DATA RECORDS:
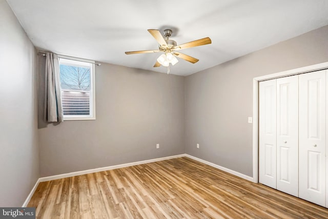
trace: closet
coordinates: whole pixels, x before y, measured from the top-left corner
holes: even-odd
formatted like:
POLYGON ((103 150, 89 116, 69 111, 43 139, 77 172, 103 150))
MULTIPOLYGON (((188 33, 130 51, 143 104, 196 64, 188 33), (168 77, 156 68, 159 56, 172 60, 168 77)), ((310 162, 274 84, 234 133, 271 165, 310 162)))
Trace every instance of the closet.
POLYGON ((326 207, 327 71, 259 84, 259 182, 326 207))

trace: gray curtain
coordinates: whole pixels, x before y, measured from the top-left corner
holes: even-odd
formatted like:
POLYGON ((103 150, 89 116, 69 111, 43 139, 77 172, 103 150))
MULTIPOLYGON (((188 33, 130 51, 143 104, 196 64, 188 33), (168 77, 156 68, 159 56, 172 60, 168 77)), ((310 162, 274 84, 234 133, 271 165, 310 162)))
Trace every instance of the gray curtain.
POLYGON ((47 53, 45 79, 45 121, 63 122, 64 115, 60 97, 59 64, 58 55, 50 52, 47 53))

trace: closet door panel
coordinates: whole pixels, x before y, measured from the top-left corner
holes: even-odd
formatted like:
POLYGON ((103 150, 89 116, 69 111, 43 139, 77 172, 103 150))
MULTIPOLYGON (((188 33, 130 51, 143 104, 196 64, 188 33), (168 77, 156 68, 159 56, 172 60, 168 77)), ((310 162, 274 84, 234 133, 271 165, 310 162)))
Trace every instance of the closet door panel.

DIRECTIVE: Can you put every line above into a JSON list of strings, one string per line, skipping blank lines and leaving out the picture?

EXERCISE RESPONSE:
[
  "trace: closet",
  "coordinates: whole pixels, x before y, measured from the top-left corner",
  "holes: even-odd",
  "formatted like:",
  "POLYGON ((103 150, 89 116, 69 111, 43 139, 77 172, 103 150))",
  "MULTIPOLYGON (((188 33, 130 51, 143 104, 196 64, 188 33), (168 77, 156 68, 159 56, 172 60, 168 77)), ((310 162, 274 84, 234 133, 271 165, 310 162)))",
  "Trace every instance of the closet.",
  "POLYGON ((326 207, 327 71, 259 84, 259 182, 326 207))",
  "trace: gray curtain",
  "coordinates: whole pixels, x before y, measured from the top-left corner",
  "holes: even-odd",
  "formatted like:",
  "POLYGON ((103 150, 89 116, 69 111, 43 139, 77 172, 103 150))",
  "MULTIPOLYGON (((188 33, 130 51, 143 104, 196 64, 188 33), (168 77, 156 68, 159 56, 172 60, 168 77)), ((310 162, 274 84, 234 133, 271 165, 310 162)))",
  "Trace every instance of the gray curtain.",
  "POLYGON ((47 53, 45 79, 45 121, 63 122, 64 115, 60 97, 59 64, 58 55, 50 52, 47 53))",
  "trace: closet door panel",
  "coordinates: whole pixels, x before y, measured from the top-left corner",
  "holes: even-odd",
  "formatted like:",
  "POLYGON ((103 150, 89 116, 69 111, 43 139, 77 172, 103 150))",
  "MULTIPOLYGON (((188 33, 130 51, 143 104, 196 64, 188 33), (168 77, 156 68, 159 56, 172 60, 168 77)), ((310 162, 274 84, 234 133, 271 165, 310 162)))",
  "Trace every instance of the closet door panel."
]